- _GIVEN PROBLEM_:
Each entry below is to be extracted exactly.

- _GIVEN RECORDS_:
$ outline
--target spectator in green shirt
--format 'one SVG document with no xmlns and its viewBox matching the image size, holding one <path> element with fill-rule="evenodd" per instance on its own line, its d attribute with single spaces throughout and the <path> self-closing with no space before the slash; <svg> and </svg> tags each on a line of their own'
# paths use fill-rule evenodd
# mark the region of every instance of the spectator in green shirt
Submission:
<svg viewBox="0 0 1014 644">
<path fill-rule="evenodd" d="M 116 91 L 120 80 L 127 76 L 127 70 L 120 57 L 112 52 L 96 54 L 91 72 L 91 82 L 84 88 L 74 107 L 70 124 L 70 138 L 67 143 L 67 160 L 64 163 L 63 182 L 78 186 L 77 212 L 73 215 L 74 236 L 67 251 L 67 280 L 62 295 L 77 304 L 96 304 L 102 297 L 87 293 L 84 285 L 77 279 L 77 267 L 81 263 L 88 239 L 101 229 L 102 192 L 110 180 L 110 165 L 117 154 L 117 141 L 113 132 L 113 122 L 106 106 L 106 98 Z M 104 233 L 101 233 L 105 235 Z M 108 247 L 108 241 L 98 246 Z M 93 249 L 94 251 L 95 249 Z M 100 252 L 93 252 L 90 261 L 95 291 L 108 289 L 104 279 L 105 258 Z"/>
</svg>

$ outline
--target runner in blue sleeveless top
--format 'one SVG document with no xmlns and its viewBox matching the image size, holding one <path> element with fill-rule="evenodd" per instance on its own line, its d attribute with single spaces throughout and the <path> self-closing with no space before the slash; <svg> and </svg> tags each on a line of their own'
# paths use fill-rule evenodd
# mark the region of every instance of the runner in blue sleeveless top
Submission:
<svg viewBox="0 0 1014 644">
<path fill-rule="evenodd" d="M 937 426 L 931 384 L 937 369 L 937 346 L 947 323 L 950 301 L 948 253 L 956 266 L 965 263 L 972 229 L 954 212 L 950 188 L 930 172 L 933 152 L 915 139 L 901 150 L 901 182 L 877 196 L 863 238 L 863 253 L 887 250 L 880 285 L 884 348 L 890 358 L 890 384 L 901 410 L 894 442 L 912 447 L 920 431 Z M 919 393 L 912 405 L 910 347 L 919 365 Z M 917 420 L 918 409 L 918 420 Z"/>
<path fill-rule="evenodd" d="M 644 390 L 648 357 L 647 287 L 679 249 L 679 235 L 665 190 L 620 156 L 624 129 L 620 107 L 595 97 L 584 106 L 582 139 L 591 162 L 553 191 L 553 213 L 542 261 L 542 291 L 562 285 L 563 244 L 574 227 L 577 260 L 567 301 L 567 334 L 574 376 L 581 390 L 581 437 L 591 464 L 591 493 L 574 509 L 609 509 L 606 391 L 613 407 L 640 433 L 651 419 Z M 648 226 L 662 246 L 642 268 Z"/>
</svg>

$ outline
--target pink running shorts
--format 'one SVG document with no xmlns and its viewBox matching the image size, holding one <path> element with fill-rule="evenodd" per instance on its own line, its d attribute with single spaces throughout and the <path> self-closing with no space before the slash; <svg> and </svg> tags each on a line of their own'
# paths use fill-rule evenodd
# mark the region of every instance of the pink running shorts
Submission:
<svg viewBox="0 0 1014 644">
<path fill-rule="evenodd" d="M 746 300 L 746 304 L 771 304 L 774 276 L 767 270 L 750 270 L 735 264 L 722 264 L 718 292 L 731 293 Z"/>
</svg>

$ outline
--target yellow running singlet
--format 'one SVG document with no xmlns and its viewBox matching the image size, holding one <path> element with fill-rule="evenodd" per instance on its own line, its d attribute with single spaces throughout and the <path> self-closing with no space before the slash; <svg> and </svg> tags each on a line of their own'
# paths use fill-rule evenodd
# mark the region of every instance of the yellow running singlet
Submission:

- _ANSWER TO THE EXERCISE_:
$ outline
--target spectator in green shirt
--format 'one SVG document with no xmlns and its viewBox matching the image size, holding one <path> element with fill-rule="evenodd" per instance on its own line, its d attribute with single spaces throughout and the <path> self-closing with no space before the slash; <svg> and </svg> tags each on a line of their own'
# paths use fill-rule evenodd
# mark the region of every instance of the spectator in green shirt
Submission:
<svg viewBox="0 0 1014 644">
<path fill-rule="evenodd" d="M 116 91 L 120 80 L 127 76 L 127 70 L 120 57 L 112 52 L 96 54 L 91 72 L 91 82 L 84 88 L 74 107 L 70 124 L 70 138 L 67 143 L 67 160 L 64 163 L 63 182 L 78 186 L 77 212 L 73 215 L 74 236 L 67 251 L 67 280 L 62 295 L 77 304 L 96 304 L 102 297 L 87 293 L 84 285 L 77 279 L 77 267 L 81 263 L 88 239 L 101 229 L 102 192 L 110 180 L 110 165 L 117 154 L 117 141 L 113 132 L 113 122 L 106 106 L 106 98 Z M 104 233 L 101 233 L 105 235 Z M 108 247 L 108 241 L 98 246 Z M 93 249 L 94 251 L 95 249 Z M 100 252 L 93 252 L 90 261 L 95 291 L 108 289 L 104 279 L 105 258 Z"/>
</svg>

$ outline
--target runner in blue sleeveless top
--format 'one SVG document with no xmlns and its viewBox matching the image size, holding one <path> element with fill-rule="evenodd" per instance on its own line, its d attribute with single spaces throughout and the <path> self-closing with no space before the slash; <svg> and </svg> tags each on a line of their own'
# paths use fill-rule evenodd
# mark the region of every instance of the runner in blue sleeveless top
Submission:
<svg viewBox="0 0 1014 644">
<path fill-rule="evenodd" d="M 937 426 L 931 384 L 937 369 L 937 346 L 947 323 L 950 301 L 948 253 L 956 266 L 965 263 L 972 229 L 954 212 L 950 188 L 930 172 L 933 152 L 915 139 L 901 150 L 901 182 L 877 196 L 863 238 L 863 253 L 887 250 L 880 285 L 884 348 L 890 358 L 890 384 L 901 410 L 894 442 L 912 447 L 920 431 Z M 919 393 L 912 405 L 910 347 L 919 365 Z M 917 420 L 918 409 L 918 420 Z"/>
<path fill-rule="evenodd" d="M 644 390 L 648 357 L 647 287 L 679 249 L 679 235 L 665 190 L 620 156 L 624 129 L 620 107 L 595 97 L 584 106 L 582 139 L 591 162 L 553 191 L 553 213 L 542 261 L 542 291 L 562 285 L 563 244 L 574 227 L 577 260 L 567 301 L 567 334 L 574 376 L 581 390 L 581 437 L 591 464 L 591 493 L 574 509 L 609 509 L 606 391 L 613 407 L 640 433 L 651 419 Z M 648 226 L 662 246 L 642 268 Z"/>
</svg>

$ outline
--target pink running shorts
--format 'one SVG document with no xmlns and its viewBox matching the image size, holding one <path> element with fill-rule="evenodd" per instance on its own line, its d attribute with single spaces throughout and the <path> self-closing with no space before the slash; <svg> and </svg> tags each on a line of their own'
# paths use fill-rule evenodd
# mark the region of every instance of the pink running shorts
Submission:
<svg viewBox="0 0 1014 644">
<path fill-rule="evenodd" d="M 746 300 L 746 304 L 771 304 L 774 276 L 767 270 L 750 270 L 735 264 L 722 264 L 718 292 L 731 293 Z"/>
</svg>

$ outline
--target yellow running singlet
--format 'one SVG document with no xmlns and its viewBox matching the image size, holding one <path> element with fill-rule="evenodd" per instance on its own line, its d attribute with single spaces throughout and the <path> self-closing with no space before the slash; <svg> and </svg> tags each on a line of their own'
# paths use fill-rule evenodd
# mark the region of every instance of the yellow running singlet
Submission:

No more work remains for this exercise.